O Esquerda.net dá conta dos fortes laços que unem o poder político ao poderoso grupo de colégios GPS, pelo qual já passaram vários ex-responsáveis políticos do PSD e do PS, e de quem mais tem lucrado com o financiamento estatal.
Foto de Paulete Matos.

A contratualização com os privados surgiu da incapacidade da rede pública de escolas responder às novas exigências decorrentes do alargamento do ensino obrigatório que teve lugar nos anos 80. Por forma a garantir o direito à Educação a todos e todas, e apenas nas situações em que não existia oferta pública, os privados recebiam os alunos sem poderem cobrar qualquer propina e sem poderem proceder a qualquer seleção, mediante a transferência de um determinado montante por parte do Ministério da Educação.

Nos anos 90, e ainda que já fosse expectável, face à evolução demográfica, que o número de alunos ia registar uma quebra e que as escolas públicas seriam capazes de absorver todos os alunos, continuaram a firmar-se novos contratos de associação. O mesmo aconteceu em 2005, quando a redução da natalidade já era por demais evidente. Segundo assinala o jornal Expresso, atualmente, 79 colégios privados beneficiam de contratos de associação, num valor total de 139 milhões de euros.

**ITENS LISTADOS:**

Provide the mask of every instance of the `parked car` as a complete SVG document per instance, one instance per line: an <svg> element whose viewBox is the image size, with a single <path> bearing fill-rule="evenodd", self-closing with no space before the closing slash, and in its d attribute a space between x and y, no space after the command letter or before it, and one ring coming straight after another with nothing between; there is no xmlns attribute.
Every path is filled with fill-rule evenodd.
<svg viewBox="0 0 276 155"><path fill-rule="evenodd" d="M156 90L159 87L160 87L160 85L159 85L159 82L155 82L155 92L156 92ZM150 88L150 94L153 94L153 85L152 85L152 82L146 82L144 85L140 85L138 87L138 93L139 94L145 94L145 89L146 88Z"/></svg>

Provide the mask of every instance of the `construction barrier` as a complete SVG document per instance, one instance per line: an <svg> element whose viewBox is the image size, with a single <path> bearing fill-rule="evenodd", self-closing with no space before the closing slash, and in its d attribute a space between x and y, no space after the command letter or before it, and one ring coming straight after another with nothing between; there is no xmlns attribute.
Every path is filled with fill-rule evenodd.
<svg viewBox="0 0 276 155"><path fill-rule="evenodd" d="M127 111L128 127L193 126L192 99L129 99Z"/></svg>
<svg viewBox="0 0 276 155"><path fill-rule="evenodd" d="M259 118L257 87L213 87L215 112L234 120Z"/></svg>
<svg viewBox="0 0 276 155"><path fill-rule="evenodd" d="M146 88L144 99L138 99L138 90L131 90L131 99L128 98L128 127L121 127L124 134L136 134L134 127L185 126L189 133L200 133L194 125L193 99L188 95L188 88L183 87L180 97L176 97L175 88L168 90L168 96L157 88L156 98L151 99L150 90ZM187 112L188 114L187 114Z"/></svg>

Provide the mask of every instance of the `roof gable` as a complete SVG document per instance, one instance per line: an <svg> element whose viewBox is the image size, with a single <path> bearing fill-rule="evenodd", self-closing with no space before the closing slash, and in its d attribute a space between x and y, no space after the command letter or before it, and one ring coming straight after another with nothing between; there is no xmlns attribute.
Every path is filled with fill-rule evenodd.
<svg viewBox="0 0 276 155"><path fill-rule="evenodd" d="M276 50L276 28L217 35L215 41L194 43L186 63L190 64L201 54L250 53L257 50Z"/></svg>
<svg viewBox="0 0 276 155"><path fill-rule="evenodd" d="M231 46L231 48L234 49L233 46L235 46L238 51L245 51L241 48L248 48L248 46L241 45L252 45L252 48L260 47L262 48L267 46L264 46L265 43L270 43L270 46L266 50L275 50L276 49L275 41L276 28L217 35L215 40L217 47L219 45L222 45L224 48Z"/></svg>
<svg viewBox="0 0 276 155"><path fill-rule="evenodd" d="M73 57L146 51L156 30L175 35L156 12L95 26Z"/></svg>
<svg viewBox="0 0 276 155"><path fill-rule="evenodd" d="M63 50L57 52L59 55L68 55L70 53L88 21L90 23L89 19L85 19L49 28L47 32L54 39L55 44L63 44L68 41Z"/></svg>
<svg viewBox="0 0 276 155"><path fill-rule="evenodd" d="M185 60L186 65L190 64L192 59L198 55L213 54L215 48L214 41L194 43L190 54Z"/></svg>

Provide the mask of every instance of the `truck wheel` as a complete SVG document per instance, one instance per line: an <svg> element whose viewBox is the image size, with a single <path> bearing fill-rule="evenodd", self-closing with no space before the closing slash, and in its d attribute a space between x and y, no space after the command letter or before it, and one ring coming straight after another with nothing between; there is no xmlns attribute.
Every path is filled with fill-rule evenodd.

**TAREFAS E EXERCÍCIOS:**
**1)** De acordo com o excerto, quantos colégios privados beneficiam atualmente de contratos de associação?
**2)** Transcreva do excerto o trecho que começa em "Foto de Paulete" e segue até "Ministério da Educação.".
Os itens constituem material à parte, independente do excerto.

**RESPOSTAS:**
**1)** 79 colégios privados.

**2)**
Foto de Paulete Matos.

A contratualização com os privados surgiu da incapacidade da rede pública de escolas responder às novas exigências decorrentes do alargamento do ensino obrigatório que teve lugar nos anos 80. Por forma a garantir o direito à Educação a todos e todas, e apenas nas situações em que não existia oferta pública, os privados recebiam os alunos sem poderem cobrar qualquer propina e sem poderem proceder a qualquer seleção, mediante a transferência de um determinado montante por parte do Ministério da Educação.